* EXERCISE BRIEF:
Reproduce exactly the final portion of the data: every line from the one containing "Task: locate the metal" through the last line, inclusive.

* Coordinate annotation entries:

►

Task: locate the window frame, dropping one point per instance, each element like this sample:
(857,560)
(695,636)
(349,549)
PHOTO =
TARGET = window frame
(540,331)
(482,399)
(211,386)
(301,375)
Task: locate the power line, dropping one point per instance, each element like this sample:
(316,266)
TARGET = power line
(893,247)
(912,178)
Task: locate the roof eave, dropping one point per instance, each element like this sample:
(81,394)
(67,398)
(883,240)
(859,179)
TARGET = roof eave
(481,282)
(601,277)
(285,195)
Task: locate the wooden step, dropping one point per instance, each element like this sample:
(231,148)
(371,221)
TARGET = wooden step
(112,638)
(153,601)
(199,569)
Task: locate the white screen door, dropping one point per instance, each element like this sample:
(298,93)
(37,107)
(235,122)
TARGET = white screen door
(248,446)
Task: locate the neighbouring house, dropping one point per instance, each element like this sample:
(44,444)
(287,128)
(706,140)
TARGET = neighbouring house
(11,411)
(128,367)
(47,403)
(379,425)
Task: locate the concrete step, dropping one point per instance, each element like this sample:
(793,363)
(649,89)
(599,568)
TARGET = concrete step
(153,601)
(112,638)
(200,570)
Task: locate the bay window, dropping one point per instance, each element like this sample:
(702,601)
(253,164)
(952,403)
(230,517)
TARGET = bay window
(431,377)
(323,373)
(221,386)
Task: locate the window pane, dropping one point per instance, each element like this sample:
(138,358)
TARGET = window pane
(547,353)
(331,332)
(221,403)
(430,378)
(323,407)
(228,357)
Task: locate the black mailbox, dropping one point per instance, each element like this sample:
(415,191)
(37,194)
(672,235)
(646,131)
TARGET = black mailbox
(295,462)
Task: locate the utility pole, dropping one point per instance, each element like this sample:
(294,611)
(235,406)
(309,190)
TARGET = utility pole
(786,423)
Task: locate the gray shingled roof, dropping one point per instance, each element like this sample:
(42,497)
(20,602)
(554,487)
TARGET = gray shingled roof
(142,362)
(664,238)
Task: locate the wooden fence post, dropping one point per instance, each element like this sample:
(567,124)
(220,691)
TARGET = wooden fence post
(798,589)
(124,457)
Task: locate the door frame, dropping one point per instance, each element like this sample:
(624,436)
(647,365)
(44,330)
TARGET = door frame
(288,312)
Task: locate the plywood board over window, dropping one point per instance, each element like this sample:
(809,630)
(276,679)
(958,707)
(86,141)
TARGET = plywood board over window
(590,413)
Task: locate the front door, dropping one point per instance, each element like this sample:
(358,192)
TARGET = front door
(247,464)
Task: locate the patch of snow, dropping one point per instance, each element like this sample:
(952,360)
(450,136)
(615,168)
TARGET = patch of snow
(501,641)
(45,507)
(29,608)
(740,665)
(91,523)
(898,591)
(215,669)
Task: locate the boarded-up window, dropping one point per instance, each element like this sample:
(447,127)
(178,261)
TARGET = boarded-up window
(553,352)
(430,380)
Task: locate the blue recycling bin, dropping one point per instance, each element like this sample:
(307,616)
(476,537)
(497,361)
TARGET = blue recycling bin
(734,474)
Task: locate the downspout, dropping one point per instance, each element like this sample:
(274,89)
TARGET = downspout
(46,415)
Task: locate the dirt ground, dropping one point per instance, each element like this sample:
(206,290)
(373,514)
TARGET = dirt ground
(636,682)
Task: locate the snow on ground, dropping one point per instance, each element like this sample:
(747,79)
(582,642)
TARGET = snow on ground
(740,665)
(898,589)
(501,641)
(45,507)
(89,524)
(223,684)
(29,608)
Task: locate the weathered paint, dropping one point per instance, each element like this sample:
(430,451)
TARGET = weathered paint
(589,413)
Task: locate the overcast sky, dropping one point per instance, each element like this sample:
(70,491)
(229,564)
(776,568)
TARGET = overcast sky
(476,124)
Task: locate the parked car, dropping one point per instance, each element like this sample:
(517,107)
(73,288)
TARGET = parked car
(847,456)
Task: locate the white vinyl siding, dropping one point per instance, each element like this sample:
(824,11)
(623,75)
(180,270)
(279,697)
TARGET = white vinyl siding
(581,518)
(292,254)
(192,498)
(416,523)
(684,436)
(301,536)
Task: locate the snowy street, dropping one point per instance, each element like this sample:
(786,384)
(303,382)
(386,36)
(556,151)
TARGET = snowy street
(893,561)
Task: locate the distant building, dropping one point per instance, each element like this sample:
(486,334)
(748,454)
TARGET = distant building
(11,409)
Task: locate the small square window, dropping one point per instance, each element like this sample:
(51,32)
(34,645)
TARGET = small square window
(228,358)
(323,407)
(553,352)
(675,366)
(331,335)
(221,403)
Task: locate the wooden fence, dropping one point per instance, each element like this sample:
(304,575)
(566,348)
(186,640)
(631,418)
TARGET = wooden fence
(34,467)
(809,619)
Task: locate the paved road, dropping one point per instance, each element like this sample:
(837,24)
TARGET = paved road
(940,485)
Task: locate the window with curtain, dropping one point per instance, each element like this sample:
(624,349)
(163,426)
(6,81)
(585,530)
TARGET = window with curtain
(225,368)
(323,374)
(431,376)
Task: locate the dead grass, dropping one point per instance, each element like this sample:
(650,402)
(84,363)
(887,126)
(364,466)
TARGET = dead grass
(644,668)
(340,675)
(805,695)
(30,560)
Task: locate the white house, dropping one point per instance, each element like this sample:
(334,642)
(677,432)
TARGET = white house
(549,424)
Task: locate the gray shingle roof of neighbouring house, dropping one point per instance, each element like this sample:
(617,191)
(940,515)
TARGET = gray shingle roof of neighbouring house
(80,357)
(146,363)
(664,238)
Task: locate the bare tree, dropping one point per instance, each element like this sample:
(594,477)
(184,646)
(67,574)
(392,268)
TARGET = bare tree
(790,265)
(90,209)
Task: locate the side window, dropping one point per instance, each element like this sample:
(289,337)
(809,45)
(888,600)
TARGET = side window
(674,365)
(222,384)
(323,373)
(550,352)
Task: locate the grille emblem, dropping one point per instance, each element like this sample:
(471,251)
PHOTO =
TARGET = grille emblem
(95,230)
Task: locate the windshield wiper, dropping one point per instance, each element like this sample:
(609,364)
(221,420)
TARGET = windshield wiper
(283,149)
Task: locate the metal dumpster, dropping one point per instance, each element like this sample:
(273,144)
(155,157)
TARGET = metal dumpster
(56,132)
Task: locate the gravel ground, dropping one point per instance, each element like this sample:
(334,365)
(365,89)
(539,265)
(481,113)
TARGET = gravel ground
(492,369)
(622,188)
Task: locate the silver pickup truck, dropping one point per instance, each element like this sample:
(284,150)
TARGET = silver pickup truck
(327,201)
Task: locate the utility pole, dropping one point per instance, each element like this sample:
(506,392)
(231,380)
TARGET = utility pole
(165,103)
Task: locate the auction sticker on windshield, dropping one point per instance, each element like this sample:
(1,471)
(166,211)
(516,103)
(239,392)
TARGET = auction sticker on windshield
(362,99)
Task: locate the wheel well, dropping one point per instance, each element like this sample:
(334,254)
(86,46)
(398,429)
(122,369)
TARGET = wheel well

◄

* OUTPUT FOR THIS TASK:
Task: locate the metal dumpster, dropping one point per instance, each element like this sample:
(273,144)
(155,157)
TARGET = metal dumpster
(56,132)
Task: locate the gravel ground, dropping one point per instance, each element like this sample:
(334,365)
(365,89)
(539,265)
(481,113)
TARGET = gravel ground
(492,369)
(622,188)
Task: locate the silver pickup truck, dropping one point per instance, each element like this sample:
(284,150)
TARGET = silver pickup truck
(327,201)
Task: locate the utility pole, dropping one point per instance, each element like this sample:
(506,392)
(231,380)
TARGET = utility pole
(165,103)
Task: locate the auction sticker on windshield, dropping one point per instance, each element like this sample:
(1,471)
(166,211)
(516,103)
(239,392)
TARGET = auction sticker on windshield
(362,99)
Task: locate the wheel well, dropping one point per instance, each element like this sample:
(334,254)
(86,46)
(398,429)
(122,369)
TARGET = wheel well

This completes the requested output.